Text extract:
⟨

Total Rating: 
****
Ended: 
February 29, 2004
Country: 
USA
State: 
California
City: 
San Diego
Company/Producers: 
Cygnet Theater
Theater Type: 
Regional
Theater: 
Cygnet Theater
Theater Address: 
6663 El Cajon Boulevard
Phone: 
(619) 337-1525
Running Time: 
75 min
Genre: 
Comedy
Author: 
Becky Mode (based on characters created by Becky Mode & Mark Setlock
Director: 
Sean Murray
Review: 

 You need to be committed to see Fully Committed. Fully committed to 70 minutes of non-stop laughter. Fully committed to 70 minutes of the vagaries of a up-scale Manhattan restaurant and the turmoil facing the reservationist. Fully committed to 70 minutes of pure pleasure! Cygnet Theater Company has given a joyous gift to San Diego.

For those of us who did our time in the restaurant business, to quote director Sean Murray, this play is "so dead-on."

⟩

Actions to take:
a – Summarize the Fully Committed review in two sentences.
b – Write out the part of the Fully Committed review that opens with the words containing "You need to" and closes with "to San Diego.".
c – Write what comes next in the Fully Committed review, picking up after its final sentence.

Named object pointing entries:
⟨

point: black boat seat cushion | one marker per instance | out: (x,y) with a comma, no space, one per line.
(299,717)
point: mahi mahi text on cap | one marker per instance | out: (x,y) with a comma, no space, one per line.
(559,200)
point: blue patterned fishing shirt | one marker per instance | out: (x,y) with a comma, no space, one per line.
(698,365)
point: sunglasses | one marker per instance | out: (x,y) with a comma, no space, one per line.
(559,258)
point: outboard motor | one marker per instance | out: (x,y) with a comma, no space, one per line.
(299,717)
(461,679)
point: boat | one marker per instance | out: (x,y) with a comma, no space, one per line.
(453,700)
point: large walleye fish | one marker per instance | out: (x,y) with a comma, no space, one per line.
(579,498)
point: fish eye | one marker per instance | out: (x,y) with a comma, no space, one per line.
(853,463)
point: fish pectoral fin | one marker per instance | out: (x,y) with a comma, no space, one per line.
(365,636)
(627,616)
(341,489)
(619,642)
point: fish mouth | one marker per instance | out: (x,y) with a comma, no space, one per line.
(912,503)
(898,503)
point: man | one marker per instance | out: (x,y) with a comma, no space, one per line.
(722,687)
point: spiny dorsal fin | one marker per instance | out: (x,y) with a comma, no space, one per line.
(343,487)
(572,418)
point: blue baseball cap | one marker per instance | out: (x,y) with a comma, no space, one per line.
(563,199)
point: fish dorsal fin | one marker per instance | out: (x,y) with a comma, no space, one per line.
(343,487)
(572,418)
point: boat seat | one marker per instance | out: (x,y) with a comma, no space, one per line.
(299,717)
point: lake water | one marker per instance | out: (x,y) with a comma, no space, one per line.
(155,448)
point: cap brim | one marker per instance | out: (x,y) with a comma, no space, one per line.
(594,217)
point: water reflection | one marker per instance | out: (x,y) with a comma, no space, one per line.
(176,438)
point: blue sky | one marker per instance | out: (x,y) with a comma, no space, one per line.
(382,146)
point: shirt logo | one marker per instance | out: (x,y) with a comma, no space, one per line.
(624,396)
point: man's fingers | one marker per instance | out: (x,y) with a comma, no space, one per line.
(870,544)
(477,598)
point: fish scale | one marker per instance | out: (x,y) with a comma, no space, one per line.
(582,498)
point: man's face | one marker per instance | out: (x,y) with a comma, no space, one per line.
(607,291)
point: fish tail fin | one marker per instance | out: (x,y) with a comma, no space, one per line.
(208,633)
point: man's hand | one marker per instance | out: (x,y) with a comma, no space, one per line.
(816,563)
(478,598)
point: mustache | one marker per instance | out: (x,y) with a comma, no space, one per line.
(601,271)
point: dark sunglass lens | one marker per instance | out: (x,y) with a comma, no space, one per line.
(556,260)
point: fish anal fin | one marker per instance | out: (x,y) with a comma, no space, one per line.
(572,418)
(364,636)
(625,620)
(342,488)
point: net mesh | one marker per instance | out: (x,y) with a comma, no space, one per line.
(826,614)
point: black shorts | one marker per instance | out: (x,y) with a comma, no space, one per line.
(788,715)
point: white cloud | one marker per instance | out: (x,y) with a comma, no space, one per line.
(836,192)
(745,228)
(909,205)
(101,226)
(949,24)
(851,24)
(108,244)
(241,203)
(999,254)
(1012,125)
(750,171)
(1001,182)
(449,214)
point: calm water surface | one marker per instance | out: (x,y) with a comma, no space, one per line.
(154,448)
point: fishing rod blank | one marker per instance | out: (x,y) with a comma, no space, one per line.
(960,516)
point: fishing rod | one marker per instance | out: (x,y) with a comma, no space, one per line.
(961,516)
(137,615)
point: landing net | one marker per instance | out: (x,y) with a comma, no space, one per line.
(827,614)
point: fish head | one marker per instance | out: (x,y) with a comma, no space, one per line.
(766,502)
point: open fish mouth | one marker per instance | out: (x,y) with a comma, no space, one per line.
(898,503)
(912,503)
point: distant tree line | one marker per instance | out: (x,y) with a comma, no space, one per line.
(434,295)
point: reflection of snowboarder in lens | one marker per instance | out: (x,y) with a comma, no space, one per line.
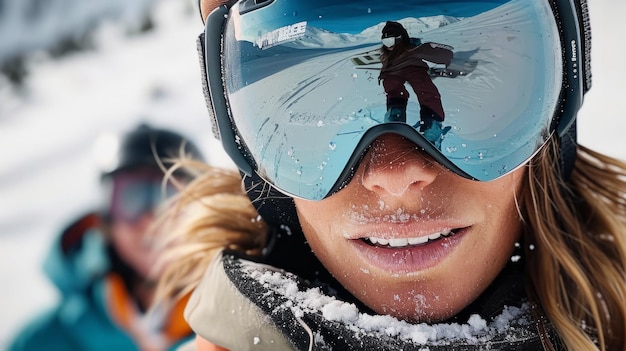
(403,61)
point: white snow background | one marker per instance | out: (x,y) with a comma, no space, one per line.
(48,168)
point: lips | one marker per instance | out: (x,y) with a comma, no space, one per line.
(404,242)
(401,252)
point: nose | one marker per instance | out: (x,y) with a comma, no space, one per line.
(395,165)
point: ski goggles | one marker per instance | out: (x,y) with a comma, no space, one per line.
(299,90)
(135,195)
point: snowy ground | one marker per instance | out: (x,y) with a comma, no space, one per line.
(48,169)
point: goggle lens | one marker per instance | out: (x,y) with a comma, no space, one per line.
(308,89)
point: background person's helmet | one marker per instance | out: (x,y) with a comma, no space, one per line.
(395,29)
(146,146)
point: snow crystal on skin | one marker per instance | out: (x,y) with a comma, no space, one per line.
(313,300)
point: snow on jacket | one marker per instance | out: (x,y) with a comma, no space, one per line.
(95,312)
(260,307)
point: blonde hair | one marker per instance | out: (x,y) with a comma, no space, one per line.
(575,240)
(576,247)
(210,214)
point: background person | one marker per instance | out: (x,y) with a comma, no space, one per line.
(404,62)
(103,263)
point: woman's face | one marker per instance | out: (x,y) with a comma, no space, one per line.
(372,234)
(410,238)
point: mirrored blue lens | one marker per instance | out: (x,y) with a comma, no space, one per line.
(479,81)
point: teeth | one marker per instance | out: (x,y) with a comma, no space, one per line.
(402,242)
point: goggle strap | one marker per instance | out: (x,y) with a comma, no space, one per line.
(583,18)
(219,108)
(205,85)
(567,147)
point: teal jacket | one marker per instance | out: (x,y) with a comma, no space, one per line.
(84,318)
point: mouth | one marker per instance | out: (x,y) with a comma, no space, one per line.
(408,242)
(410,253)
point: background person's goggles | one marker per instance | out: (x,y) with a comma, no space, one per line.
(300,89)
(137,195)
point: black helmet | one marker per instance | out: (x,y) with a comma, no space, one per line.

⟩

Results by task:
a – The review praises Cygnet Theater Company's production of Fully Committed as non-stop laughter about the vagaries of an upscale Manhattan restaurant and the turmoil facing its reservationist, calling it a joyous gift to San Diego. For those who worked in the restaurant business, it quotes director Sean Murray that the play is "so dead-on."

b –
You need to be committed to see Fully Committed. Fully committed to 70 minutes of non-stop laughter. Fully committed to 70 minutes of the vagaries of a up-scale Manhattan restaurant and the turmoil facing the reservationist. Fully committed to 70 minutes of pure pleasure! Cygnet Theater Company has given a joyous gift to San Diego.

c –
Fully Committed,
the chef's euphemism for the restaurant being totally booked, brings us into the basement work area where Sam books the reservations. (One must immediately go out the next day and find a copy of Debra Ginsberg's "Waiting" for further confirmation that everything we see on stage is the absolute truth.) David McBean, who has many memorable performances throughout San Diego, is Sam. He is also every person he talks to on the phone, the intercom, and the chef's private line. Sam is an aspiring actor (sound familiar?). Reservationist is his day-job, as he goes to auditions usually suffering the indignity of not being cast.

The chef is a stereotypical tyrant (read Anthony Bourdain's "Kitchen Confidential" and "A Cook's Tour"). The staff is alternately nice and nasty, giving Sam many non-reservation-type problems.

Then there are those wonderful customers trying to make a date for dinner or lunch. Tim and Nina Zagat (publishers of Zagat Survey -- San Diego has an edition) show up with no reservation recorded and are left waiting in the lounge. They are just two of a long list of celebs who are making reservations through their functionaries. As the multiline phone lights up, people are put on hold, adding to Sam's already complicated life. He appears to be juggling at least six balls at all times.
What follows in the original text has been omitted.